→ SHORT TASK 1: In the smart home discussion, copy the stretch from "as a hardware" through "in a botnet.", swapping "attack surface" for "exposure" each time it appears.
→ SHORT TASK 2: According to the smart home discussion, what runs the first commenter's connected devices locally?
→ SHORT TASK 3: Please continue the smart home discussion from its last sentence.

→ SOURCE TEXT:
<<<<
I work in IT, been a software developer for decades.

I have a full on smart home, all the smart tech you can imagine. All connected and running locally via home assistant.

Smart tech isn't bad, shitty tech is.

[–] IAMgROOT@lemmy.wtf 3 points 3 days ago (1 children)

as a hardware iot security person, that is possible but too much attack surface to manage

[–] Damage@feddit.it 4 points 3 days ago (2 children)

ZigBee, Z-wave and Thread have virtually 0 attack surface from an IoT perspective, and even then what are they gonna do, do radio hacking to turn off and on my lights? It's not like they can be used in a botnet.
Locks is a bit more risky as an endeavor, but again, it's probably easier to pick the lock than hack it... Actually with the quality of many smart locks, smashing them is easier still.
>>>>
→ DATA PROVIDED:
<<<<
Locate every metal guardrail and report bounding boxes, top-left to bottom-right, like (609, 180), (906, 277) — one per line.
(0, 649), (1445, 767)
>>>>
→ REPLY 1:
as a hardware iot security person, that is possible but too much exposure to manage

[–] Damage@feddit.it 4 points 3 days ago (2 children)

ZigBee, Z-wave and Thread have virtually 0 exposure from an IoT perspective, and even then what are they gonna do, do radio hacking to turn off and on my lights? It's not like they can be used in a botnet.

→ REPLY 2: Home assistant.

→ REPLY 3:
Smart TVs are way more problematic devices for example, as soon as they stop receiving updates, you have a bunch of high-speed internet connected devices with unresolved exploits just sitting there waiting for the right chance.

[–] mats@piefed.social 4 points 3 days ago

Hear hear.

I feel the meme in the post is created by someone pseudoilliterate in technology. But I can guaranty you they have a smart TV connected to the same WiFi as all their computers and maybe a nas or home server.

Setting up zwave or ZigBee networks is not an attack vector.

[–] IAMgROOT@lemmy.wtf 0 points 2 days ago (1 children)

ive used smart light bulbs in a botnet before. and if you do a teardown on one of those locks you can probably get the firmware and uart to get the unlock function which you could use theoretically to unlock every single one

[–] Damage@feddit.it 1 points 2 days ago* (last edited 2 days ago)

ive used smart light bulbs in a botnet before

Yeah that's why I never mentioned WiFi ones. Which can still be secured by not letting them access the rest of the network or the internet. That's what we do in industrial automation, security standards for PLC software tend to suck, but that's irrelevant if it can't be reached.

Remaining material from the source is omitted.